• What is being asked: Could you render the part of the listing that opens with the line containing "436L69 429L39 426L30" and runs to the end of the listing as a numbered list, leaving out blank lines?

-- Recorded data follows --

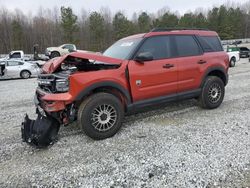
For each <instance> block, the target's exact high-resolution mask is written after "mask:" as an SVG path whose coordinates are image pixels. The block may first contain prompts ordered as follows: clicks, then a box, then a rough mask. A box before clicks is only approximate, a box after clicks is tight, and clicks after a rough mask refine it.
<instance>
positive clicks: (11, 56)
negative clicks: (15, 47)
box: [10, 52, 21, 58]
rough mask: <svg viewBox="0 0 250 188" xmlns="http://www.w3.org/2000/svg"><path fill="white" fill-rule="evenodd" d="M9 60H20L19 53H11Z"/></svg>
mask: <svg viewBox="0 0 250 188" xmlns="http://www.w3.org/2000/svg"><path fill="white" fill-rule="evenodd" d="M10 58H21V53H19V52H16V53H13V54H11V56H10Z"/></svg>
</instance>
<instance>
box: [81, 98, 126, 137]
mask: <svg viewBox="0 0 250 188" xmlns="http://www.w3.org/2000/svg"><path fill="white" fill-rule="evenodd" d="M123 116H124V109H123V106H122V103H121V101H120V100H119V99H118V98H117V97H115V96H114V95H112V94H108V93H97V94H94V95H92V96H90V97H89V98H87V99H85V100H84V101H83V102H82V104H81V105H80V107H79V110H78V117H77V118H78V124H79V126H80V127H81V128H82V130H83V131H84V132H85V133H86V135H88V136H89V137H91V138H92V139H95V140H101V139H106V138H109V137H112V136H113V135H115V134H116V133H117V132H118V131H119V129H120V128H121V125H122V119H123Z"/></svg>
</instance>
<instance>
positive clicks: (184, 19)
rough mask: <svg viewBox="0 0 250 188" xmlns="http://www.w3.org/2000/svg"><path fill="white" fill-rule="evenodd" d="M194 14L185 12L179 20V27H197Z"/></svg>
mask: <svg viewBox="0 0 250 188" xmlns="http://www.w3.org/2000/svg"><path fill="white" fill-rule="evenodd" d="M194 20H195V19H194V15H193V14H192V13H186V14H184V15H183V16H182V17H181V18H180V20H179V24H178V26H179V27H186V28H193V27H195V22H194Z"/></svg>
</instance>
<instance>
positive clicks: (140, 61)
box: [135, 52, 154, 63]
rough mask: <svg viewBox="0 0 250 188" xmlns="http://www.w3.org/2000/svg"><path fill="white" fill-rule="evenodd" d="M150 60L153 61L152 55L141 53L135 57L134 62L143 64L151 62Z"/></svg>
mask: <svg viewBox="0 0 250 188" xmlns="http://www.w3.org/2000/svg"><path fill="white" fill-rule="evenodd" d="M152 60H154V57H153V54H152V53H150V52H142V53H139V54H138V55H137V56H136V57H135V61H136V62H138V63H144V62H145V61H152Z"/></svg>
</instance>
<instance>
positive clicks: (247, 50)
mask: <svg viewBox="0 0 250 188" xmlns="http://www.w3.org/2000/svg"><path fill="white" fill-rule="evenodd" d="M240 50H244V51H249V49H248V48H246V47H241V48H240Z"/></svg>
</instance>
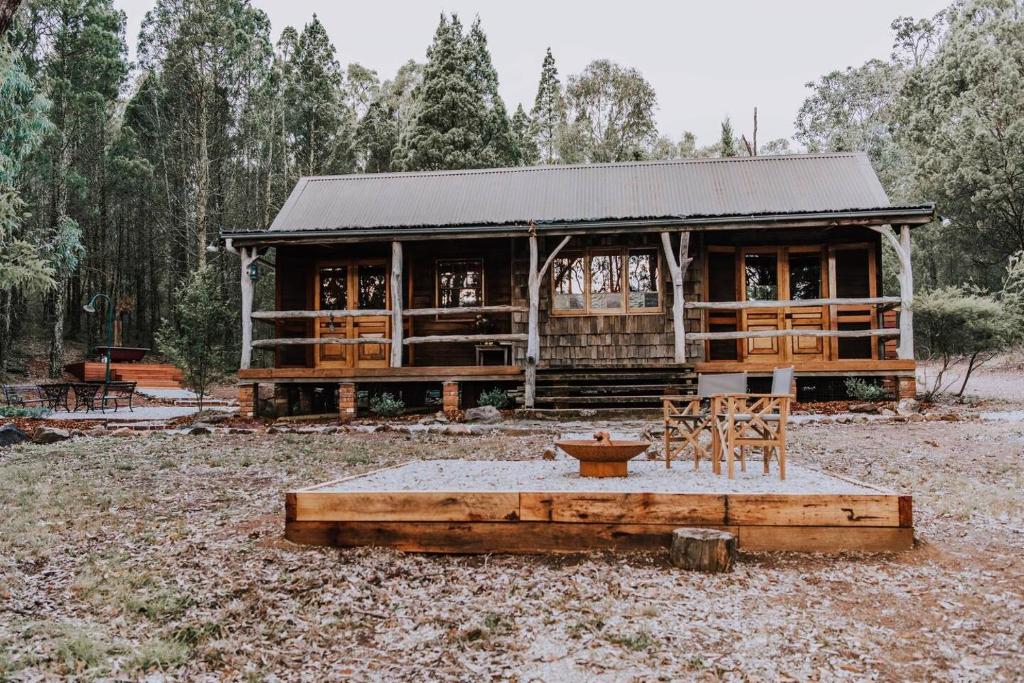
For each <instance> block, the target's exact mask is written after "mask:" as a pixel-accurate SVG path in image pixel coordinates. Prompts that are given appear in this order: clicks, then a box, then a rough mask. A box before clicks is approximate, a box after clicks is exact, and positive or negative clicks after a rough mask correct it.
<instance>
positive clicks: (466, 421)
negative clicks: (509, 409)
mask: <svg viewBox="0 0 1024 683" xmlns="http://www.w3.org/2000/svg"><path fill="white" fill-rule="evenodd" d="M463 419H464V420H465V421H466V422H482V423H484V424H488V425H493V424H495V423H496V422H501V421H502V412H501V411H499V410H498V409H497V408H495V407H494V405H479V407H477V408H471V409H469V410H468V411H466V416H465V418H463Z"/></svg>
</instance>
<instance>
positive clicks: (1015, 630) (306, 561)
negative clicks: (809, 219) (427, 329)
mask: <svg viewBox="0 0 1024 683" xmlns="http://www.w3.org/2000/svg"><path fill="white" fill-rule="evenodd" d="M550 438H551V437H550V436H547V435H531V436H529V435H527V436H501V437H498V436H495V437H457V436H441V435H422V436H420V435H417V436H415V437H413V436H410V435H401V434H394V433H381V434H339V435H295V434H279V435H266V434H254V435H231V436H212V437H195V436H193V437H189V436H165V435H161V434H153V435H148V436H145V435H143V436H139V437H133V438H112V437H109V438H103V439H92V438H90V439H77V440H73V441H69V442H65V443H59V444H54V445H51V446H19V447H16V449H13V450H9V451H7V452H4V453H2V454H0V680H2V679H4V678H10V679H13V680H22V679H25V680H37V679H40V678H43V679H46V678H57V677H66V676H74V677H76V678H80V679H86V680H87V679H94V678H112V677H114V678H129V679H131V678H138V677H141V676H143V675H144V674H145V673H147V672H163V673H165V674H167V675H168V676H170V677H171V678H174V679H178V680H194V679H199V678H204V677H205V678H216V679H223V680H264V679H265V678H266V677H268V676H270V675H271V674H272V675H274V676H276V677H278V678H280V679H283V680H290V679H303V680H324V679H326V678H339V677H343V676H352V677H354V678H356V679H367V678H372V679H381V678H384V679H394V678H406V679H423V678H430V679H472V680H477V679H484V678H507V679H513V680H530V679H532V678H537V679H543V680H594V679H598V680H600V679H603V680H637V679H639V680H657V679H658V678H666V679H678V678H697V679H701V680H719V679H743V678H754V679H780V678H795V679H835V678H844V679H846V678H849V679H862V678H871V677H877V678H882V679H892V680H895V679H918V680H920V679H926V678H940V679H942V678H948V679H961V680H963V679H975V680H992V679H1000V678H1001V679H1008V680H1009V679H1013V678H1015V677H1016V676H1018V675H1019V668H1020V663H1021V660H1022V656H1024V624H1022V617H1021V613H1022V607H1024V566H1022V561H1021V558H1022V557H1024V554H1022V551H1024V532H1022V530H1024V496H1022V493H1021V492H1022V489H1024V485H1022V484H1024V481H1022V477H1024V464H1022V452H1024V426H1021V425H1013V424H985V423H978V422H970V423H931V422H930V423H920V424H908V425H891V424H889V425H842V426H839V425H830V426H806V427H802V428H799V429H796V430H794V432H793V450H792V452H793V455H792V456H791V457H792V459H793V461H794V462H797V463H800V464H810V465H817V466H821V467H824V468H825V469H829V470H833V471H837V472H840V473H844V474H847V475H850V476H853V477H856V478H859V479H863V480H866V481H870V482H874V483H880V484H884V485H888V486H891V487H899V488H905V489H908V490H912V492H913V493H914V494H915V503H916V523H918V529H919V532H920V536H921V537H922V539H923V541H924V543H923V544H922V546H921V547H920V548H918V549H915V550H913V551H911V552H908V553H905V554H903V555H899V556H895V557H887V556H844V557H833V558H826V557H815V556H801V555H784V554H763V555H744V556H743V558H742V562H741V563H740V566H739V567H738V569H737V570H736V571H735V572H733V573H732V574H729V575H701V574H690V573H681V572H678V571H677V570H674V569H672V568H671V567H669V566H667V564H666V563H665V560H664V558H663V557H660V556H651V555H604V554H594V555H584V556H577V557H549V558H544V557H541V558H531V557H508V556H494V557H445V556H415V555H412V556H406V555H400V554H398V553H394V552H391V551H384V550H370V549H361V550H353V551H338V550H331V549H315V548H303V547H298V546H294V545H292V544H289V543H287V542H285V541H283V540H282V526H283V519H282V518H283V511H282V496H281V493H282V492H283V490H284V489H285V488H287V487H290V486H296V485H300V484H301V485H305V484H308V483H312V482H315V481H319V480H326V479H329V478H332V477H336V476H340V475H344V474H350V473H357V472H362V471H369V470H371V469H375V468H378V467H383V466H388V465H391V464H395V463H398V462H401V461H404V460H408V459H419V458H438V457H470V458H472V457H481V458H488V459H489V458H495V457H505V458H532V457H537V455H538V454H539V453H540V452H541V451H542V450H543V447H544V446H545V445H546V444H547V443H548V442H549V441H550Z"/></svg>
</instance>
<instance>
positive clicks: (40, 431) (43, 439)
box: [32, 427, 71, 443]
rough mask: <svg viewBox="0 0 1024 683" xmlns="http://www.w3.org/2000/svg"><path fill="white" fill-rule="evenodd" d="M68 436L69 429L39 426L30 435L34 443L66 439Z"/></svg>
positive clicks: (53, 442)
mask: <svg viewBox="0 0 1024 683" xmlns="http://www.w3.org/2000/svg"><path fill="white" fill-rule="evenodd" d="M70 438H71V432H70V431H68V430H67V429H57V428H56V427H40V428H39V429H37V430H36V431H35V433H34V434H33V435H32V441H33V442H34V443H56V442H57V441H67V440H68V439H70Z"/></svg>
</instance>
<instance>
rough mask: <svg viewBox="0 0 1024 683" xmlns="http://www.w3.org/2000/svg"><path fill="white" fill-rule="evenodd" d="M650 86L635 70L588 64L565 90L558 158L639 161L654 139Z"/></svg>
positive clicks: (653, 110) (612, 66)
mask: <svg viewBox="0 0 1024 683" xmlns="http://www.w3.org/2000/svg"><path fill="white" fill-rule="evenodd" d="M656 103H657V97H656V95H655V94H654V88H653V87H652V86H651V85H650V83H648V82H647V81H646V80H645V79H644V77H643V76H642V75H641V74H640V72H638V71H637V70H636V69H628V68H625V67H621V66H620V65H617V63H615V62H613V61H610V60H608V59H597V60H595V61H591V62H590V63H589V65H587V68H586V69H584V71H583V73H582V74H580V75H578V76H570V77H569V79H568V83H567V84H566V86H565V105H566V116H567V121H568V124H567V128H566V130H565V133H564V135H562V137H561V146H560V152H561V160H562V161H563V162H566V163H602V162H616V161H630V160H637V159H644V158H645V157H646V153H647V148H648V147H649V146H650V145H651V144H652V143H653V142H654V140H655V139H656V137H657V130H656V128H655V126H654V106H655V105H656Z"/></svg>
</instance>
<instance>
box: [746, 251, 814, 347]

-- Recorded data concluded --

• Exercise response:
1. rough mask: <svg viewBox="0 0 1024 683" xmlns="http://www.w3.org/2000/svg"><path fill="white" fill-rule="evenodd" d="M68 436L69 429L39 426L30 435L34 443L66 439Z"/></svg>
2. positive clicks: (53, 442)
3. mask: <svg viewBox="0 0 1024 683" xmlns="http://www.w3.org/2000/svg"><path fill="white" fill-rule="evenodd" d="M70 438H71V432H70V431H68V430H67V429H57V428H56V427H40V428H39V429H37V430H36V431H35V433H34V434H33V435H32V441H33V442H34V443H56V442H57V441H67V440H68V439H70Z"/></svg>
4. </instance>
5. <instance>
6. rough mask: <svg viewBox="0 0 1024 683" xmlns="http://www.w3.org/2000/svg"><path fill="white" fill-rule="evenodd" d="M650 86L635 70L588 64L565 90L558 158L639 161L654 139Z"/></svg>
7. positive clicks: (653, 110) (612, 66)
8. mask: <svg viewBox="0 0 1024 683" xmlns="http://www.w3.org/2000/svg"><path fill="white" fill-rule="evenodd" d="M656 103H657V97H656V95H655V94H654V88H653V87H652V86H651V85H650V83H648V82H647V81H646V80H645V79H644V77H643V76H642V75H641V74H640V72H638V71H637V70H636V69H628V68H625V67H621V66H620V65H617V63H615V62H613V61H610V60H608V59H597V60H595V61H591V62H590V63H589V65H587V68H586V69H584V71H583V73H582V74H580V75H578V76H570V77H569V79H568V83H567V84H566V86H565V105H566V116H567V121H568V124H567V128H566V130H565V133H564V135H562V137H561V146H560V152H561V160H562V161H563V162H566V163H602V162H616V161H630V160H637V159H644V158H645V157H646V153H647V148H648V147H649V146H650V145H651V144H652V143H653V142H654V140H655V139H656V137H657V130H656V128H655V126H654V106H655V105H656Z"/></svg>
9. </instance>
10. <instance>
11. box: [746, 251, 814, 347]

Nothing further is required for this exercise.